Mix It Up

200 Fifth Avenue—an old and venerable building in New York’s Flatiron District—gets a stunning modern makeover by Studios Architecture.

Tor Myhren laughed.

He sat in black slacks and yellow sneakers in a glassy meeting room. Manhattan’s 23rd Street lay just below. It was mid-February, and he had been explaining his ideas for the splashy new headquarters of Grey Group, the advertising giant that gave the world “Choosy Moms Choose Jif” and Playtex bras on TV. Three months earlier, the company had moved into a downtown landmark building formally known as the International Toy Center, after spending nearly half of its 93 years in a midtown skyscraper straight out of Mad Men. “This was a totally, totally raw space, and I said to the architects, ‘Let’s keep it as open and as close to this as possible,’” says Myhren, Grey New York’s chief creative officer, his legs neatly crossed in a vintage Wassily chair. “At one point, I was getting really mad at them, saying, ‘Why did you put a wall here?’ They were like, ‘It’s a bathroom, Tor.’”

His laugh was quick and dry. Myhren is a hands-on boss, the sort who signs off on everything from the latest Super Bowl ad to which band plays the company party. He sees the agency as an extension of his personality and has been known to pass out copies of The Fountainhead to creative staff. Around him, his vision had sprouted to life: exposed ceilings, floors scrubbed to their original reddish concrete, glass every which way. So much glass it could have been a display case or a panopticon, depending on whom you asked, and instead of private offices, workers sat at communal tables. “Our business is all about collaboration, sharing, taking an idea, playing on it, layering another idea on top of it. That was physically impossible in the old space,” Myhren says. “Here, you walk in, there’s light, energy, the neighborhood, the street.” That the headquarters became a tribute to collectivism from a fan of Ayn Rand, the poet laureate of individualism, is clearly not lost on Myhren or on the building itself. On an exposed wall behind him, someone had scribbled the first line of The Fountainhead: “Howard Roark laughed.”

These are tricky times for the industry. Ad agencies are under tremendous pressure to distance themselves from Madison Avenue, as the old methods for the hard sell—the sensational print ad, the 30-second TV spot—collapse under the weight of the Internet. Razzle-dazzle offices are a relatively cheap way to telegraph to clients that “We’re with it!” without necessarily being with it. They’re the new office-party ice sculpture.

_ _ _

• **Exercises**
1. Decide whether each statement agrees with the Grey Group article, answering yes or no and quoting the exact words that settle it: (a) Grey Group spent nearly half of its history in a midtown skyscraper; (b) staff at the new headquarters work in private offices; (c) Myhren wore black sneakers at the meeting.
2. Carry on the Grey Group article from its last sentence.
The data after this point is not needed.

• **Data**
_ _ _

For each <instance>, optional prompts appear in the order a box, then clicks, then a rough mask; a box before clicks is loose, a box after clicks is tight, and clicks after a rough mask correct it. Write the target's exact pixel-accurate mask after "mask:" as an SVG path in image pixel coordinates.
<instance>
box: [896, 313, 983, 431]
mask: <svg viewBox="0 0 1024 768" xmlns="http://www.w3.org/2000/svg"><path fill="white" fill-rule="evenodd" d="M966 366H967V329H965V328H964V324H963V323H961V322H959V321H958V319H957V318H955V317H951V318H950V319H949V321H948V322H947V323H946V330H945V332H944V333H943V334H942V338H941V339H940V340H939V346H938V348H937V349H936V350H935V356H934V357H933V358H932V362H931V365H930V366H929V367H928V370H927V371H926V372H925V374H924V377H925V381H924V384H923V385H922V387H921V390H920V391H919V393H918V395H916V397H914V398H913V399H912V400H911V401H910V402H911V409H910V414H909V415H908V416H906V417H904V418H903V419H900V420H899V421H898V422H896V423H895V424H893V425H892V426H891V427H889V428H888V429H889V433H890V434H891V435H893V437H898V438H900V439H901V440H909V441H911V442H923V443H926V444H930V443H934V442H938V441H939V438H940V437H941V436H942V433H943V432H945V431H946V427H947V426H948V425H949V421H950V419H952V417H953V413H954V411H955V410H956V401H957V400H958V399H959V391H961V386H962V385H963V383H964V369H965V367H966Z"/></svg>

_ _ _

• **Answers to each task**
1.
(a) Yes: "after spending nearly half of its 93 years in a midtown skyscraper straight out of Mad Men."
(b) No: "instead of private offices, workers sat at communal tables."
(c) No: "He sat in black slacks and yellow sneakers in a glassy meeting room."

2.
Some agencies throw Astroturf on the walls. Others decorate with carousel horses. Grey’s headquarters in the heart of the Flatiron District blows them all away. Spread over the lower floors of a 15-story monolith that was all but boarded up three years ago, it’s a triumph of urban preservation in a neighborhood defined by its architectural heritage. In a few masterstrokes, Studios Architecture transformed a creaky old building into an airy, loftlike confection tethered effortlessly to its surroundings, and thus provided Grey the best possible self-advertisement: its own offices. “Let’s face it, it’s a business of cool,” Grey’s CEO, James Heekin III, says. “The move was an affirmation of where we wanted to take the agency.” Don Draper, it seems, has gone beatnik.

Earlier that week, 200 Fifth Avenue looked gorgeously radiant. Snowy light from a window facing east onto Madison Square Park flooded the second-floor lobby and slipped over the Hans Wegner chairs in the waiting area and the curious wall art: three gold monkey heads exploding from the canvas (a Myhren touch). The light continued through a freshly rebuilt courtyard, then seeped into the other side of the building, where creatives busied themselves shilling stuff to the American public. “This is the main space,” Tom Krizmanic, a Studios principal, announced. “It’s still connected to the park, so it’s got this amazing New York feel. And now it’s looking to the future with this modern addition.” He gestured to the courtyard, which cozily framed the snowfall. Damned if it didn’t look like an advertisement.

Four years ago, Grey was the Talbots of advertising—big, reliable, and terribly dowdy. It had convinced America to glut itself on Olive Garden breadsticks and lather up in Pantene for hair so healthy it shines, but buzzy campaigns—the sort that get noticed in a crowded media landscape—weren’t its bailiwick. After the communications conglomerate WPP bought Grey in 2005, Heekin, the newly minted CEO, set the agency on a different course: new people, new branding, new headquarters. Those efforts are finally paying off. Last year, Grey landed 17 of 18 new pitches, including campaigns for the NFL and T.J. Maxx, and fattened its operating profits by 44 percent, at a time when other ad firms were picking pennies off the ground. The creatives produced good work along the way, managing to make a financial-services company interesting with some sassy talking babies, and turning footage of the Saints running back Reggie Bush diving into the end zone into something approaching art. “That was what was going on, but all in the old boxy building,” Heekin says. “So to move down here was incredibly symbolic for us.”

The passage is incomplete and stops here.